Point labeling dataset excerpts:
_ _ _ _
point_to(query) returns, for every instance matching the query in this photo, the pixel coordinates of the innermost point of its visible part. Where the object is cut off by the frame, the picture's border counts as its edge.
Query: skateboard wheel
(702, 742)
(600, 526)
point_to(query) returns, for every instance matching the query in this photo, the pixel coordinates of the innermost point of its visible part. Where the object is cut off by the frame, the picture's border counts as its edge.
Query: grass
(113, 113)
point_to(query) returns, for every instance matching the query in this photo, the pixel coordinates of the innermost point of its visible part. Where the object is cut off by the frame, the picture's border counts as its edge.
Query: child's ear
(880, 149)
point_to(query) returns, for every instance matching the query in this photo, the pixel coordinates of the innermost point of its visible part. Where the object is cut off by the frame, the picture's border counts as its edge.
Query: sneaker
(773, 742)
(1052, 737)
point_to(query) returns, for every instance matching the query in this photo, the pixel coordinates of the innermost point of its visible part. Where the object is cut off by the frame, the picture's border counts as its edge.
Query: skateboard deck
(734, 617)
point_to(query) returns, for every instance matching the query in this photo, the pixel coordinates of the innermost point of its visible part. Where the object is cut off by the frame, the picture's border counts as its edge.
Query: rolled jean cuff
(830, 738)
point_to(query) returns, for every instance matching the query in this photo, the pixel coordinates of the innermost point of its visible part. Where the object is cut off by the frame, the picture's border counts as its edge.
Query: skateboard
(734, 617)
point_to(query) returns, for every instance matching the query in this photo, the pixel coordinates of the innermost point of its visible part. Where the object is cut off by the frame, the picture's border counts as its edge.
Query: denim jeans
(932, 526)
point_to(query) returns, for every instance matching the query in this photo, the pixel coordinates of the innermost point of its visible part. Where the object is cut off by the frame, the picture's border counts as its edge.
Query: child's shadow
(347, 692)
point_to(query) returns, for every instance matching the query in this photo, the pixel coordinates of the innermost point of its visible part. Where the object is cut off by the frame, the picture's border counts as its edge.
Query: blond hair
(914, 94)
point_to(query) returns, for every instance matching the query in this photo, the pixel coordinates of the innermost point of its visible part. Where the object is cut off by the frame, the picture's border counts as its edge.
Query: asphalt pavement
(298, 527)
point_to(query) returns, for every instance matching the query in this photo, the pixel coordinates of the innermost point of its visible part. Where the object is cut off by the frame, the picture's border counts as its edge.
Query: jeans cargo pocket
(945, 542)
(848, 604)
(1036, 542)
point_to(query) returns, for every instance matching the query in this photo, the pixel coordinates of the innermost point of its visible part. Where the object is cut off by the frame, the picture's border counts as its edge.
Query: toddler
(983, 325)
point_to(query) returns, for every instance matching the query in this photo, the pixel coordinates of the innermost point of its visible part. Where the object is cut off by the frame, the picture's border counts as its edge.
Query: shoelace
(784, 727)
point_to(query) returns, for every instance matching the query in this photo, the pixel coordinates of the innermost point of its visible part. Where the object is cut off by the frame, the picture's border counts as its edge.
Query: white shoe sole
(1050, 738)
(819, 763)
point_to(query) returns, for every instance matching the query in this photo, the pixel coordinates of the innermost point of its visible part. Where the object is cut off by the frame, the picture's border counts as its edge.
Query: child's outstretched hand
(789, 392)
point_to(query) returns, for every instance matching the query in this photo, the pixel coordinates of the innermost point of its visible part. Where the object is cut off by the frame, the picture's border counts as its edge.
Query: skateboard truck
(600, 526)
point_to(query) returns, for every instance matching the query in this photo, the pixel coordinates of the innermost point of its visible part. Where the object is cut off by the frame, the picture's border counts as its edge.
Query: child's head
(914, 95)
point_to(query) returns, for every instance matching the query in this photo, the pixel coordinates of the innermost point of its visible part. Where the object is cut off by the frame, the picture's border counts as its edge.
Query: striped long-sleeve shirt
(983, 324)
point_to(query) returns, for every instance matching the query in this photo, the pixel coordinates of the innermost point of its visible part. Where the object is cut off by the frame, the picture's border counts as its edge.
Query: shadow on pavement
_ _ _ _
**Written exercise**
Each line of the material should be echoed exactly.

**Solution for this problem**
point_to(query) returns, for every instance matching the query in this photo, the pixel coordinates of the innermost point of its visible part. Where the object is cut off by the frame, the picture's border counts as its edge.
Query: skateboard wheel
(702, 742)
(600, 526)
point_to(query) returns, for every instance matching the query in this photo, the pixel coordinates of the innermost point of its visible part. Where the object is cut off by the frame, the picture's border counts as its edge.
Query: grass
(113, 113)
point_to(query) returns, for every instance matching the query in this photo, the pixel coordinates of the innermost point of its visible part. Where the object is cut off by the frame, the picture's border counts as its edge.
Query: child's ear
(880, 149)
point_to(query) returns, for every instance matching the query in this photo, the pixel coordinates of the innermost point of its visible part. Where the object is cut off by the frame, the picture's border counts as its edge.
Query: sneaker
(773, 742)
(1052, 737)
point_to(query) returns, for every instance matching the query in this photo, the pixel coordinates of the innermost point of its visible part. Where the object is cut off by the frame, the picture's border counts as its edge.
Query: skateboard deck
(734, 617)
point_to(query) returns, for every instance matching the query in this photo, the pixel coordinates of the innermost point of its visible part. Where the object is cut off by the frame, the picture's border counts as its edge.
Query: rolled jean cuff
(830, 738)
point_to(query) returns, for every instance matching the query in this photo, the pixel coordinates of the innermost point of its visible part. Where the object is cut off by the frame, the picture's border counts as its edge.
Query: skateboard
(734, 617)
point_to(query) returns, for every instance matching the query in this photo, the pixel coordinates of the innermost point of its visible part. Where the object is cut off by the frame, the picture's border counts as its edge.
Query: denim jeans
(932, 526)
point_to(query) returns, for every instance matching the query in this photo, the pixel coordinates of the innermost point of its visible part. Where the object is cut off by the frame, the picture's border counts as its edge.
Query: child's shadow
(347, 692)
point_to(query) returns, for every instance matching the query in this photo, the pixel coordinates of the innermost point of its visible part. Where the object is cut off by the frame, the picture's border counts as its edge.
Query: blond hair
(914, 94)
point_to(query) returns, for every instance matching the query in this photo, the pixel coordinates of the innermost point of its visible part. Where the object is cut off by the frame, the picture's border counts as its edge.
Query: asphalt pavement
(298, 527)
point_to(query) returns, for every instance matching the query in this photo, the pixel coordinates of the innermost point of its visible part. Where the object is cut off by the frame, the picture's border counts as its edge.
Query: jeans cargo pocket
(945, 542)
(848, 604)
(1036, 542)
point_to(query) returns, for every instance matching the query in this photo, the pixel coordinates of the innermost point of its visible part. Where the object is cut off by the frame, the picture's border counts as its edge.
Query: toddler
(983, 325)
point_to(query) returns, for every instance matching the query in this photo, the pixel coordinates of the innermost point of its visible part. Where the object is cut off by the frame, the picture's border counts as its edge.
Query: shoelace
(784, 727)
point_to(query) returns, for every instance matching the query in this photo, the pixel coordinates of the innermost point of its visible part. Where the object is cut off by the frame, the picture's border counts as its edge.
Query: white shoe sole
(1050, 738)
(819, 763)
point_to(query) returns, for every instance matching the query in this photo, the pixel coordinates of the innermost point of its visible part. Where the object is cut off by the frame, the picture's border counts as its edge.
Query: child's outstretched hand
(789, 392)
point_to(query) returns, for every instance matching the query in this photo, the pixel coordinates of the innermost point of its visible part. Where the object is cut off by the frame, the picture's border counts as its edge.
Query: skateboard truck
(600, 526)
point_to(query) returns, for every instance matching the query in this photo, the pixel coordinates of the innermost point of its visible part. Where the object is cut off by the frame, the picture's border counts as its edge.
Query: child's head
(914, 95)
point_to(query) returns, for every instance matching the query in this photo, the pixel coordinates of the innermost point of its visible part. Where the object is cut off by the frame, the picture's border counts as its edge.
Query: striped long-sleeve shirt
(983, 324)
point_to(query) returns, for every instance matching the query in this photo, the pixel coordinates of the innermost point of its visible part. Where the object is cut off by the frame, the picture's border counts as its edge.
Query: shadow on pavement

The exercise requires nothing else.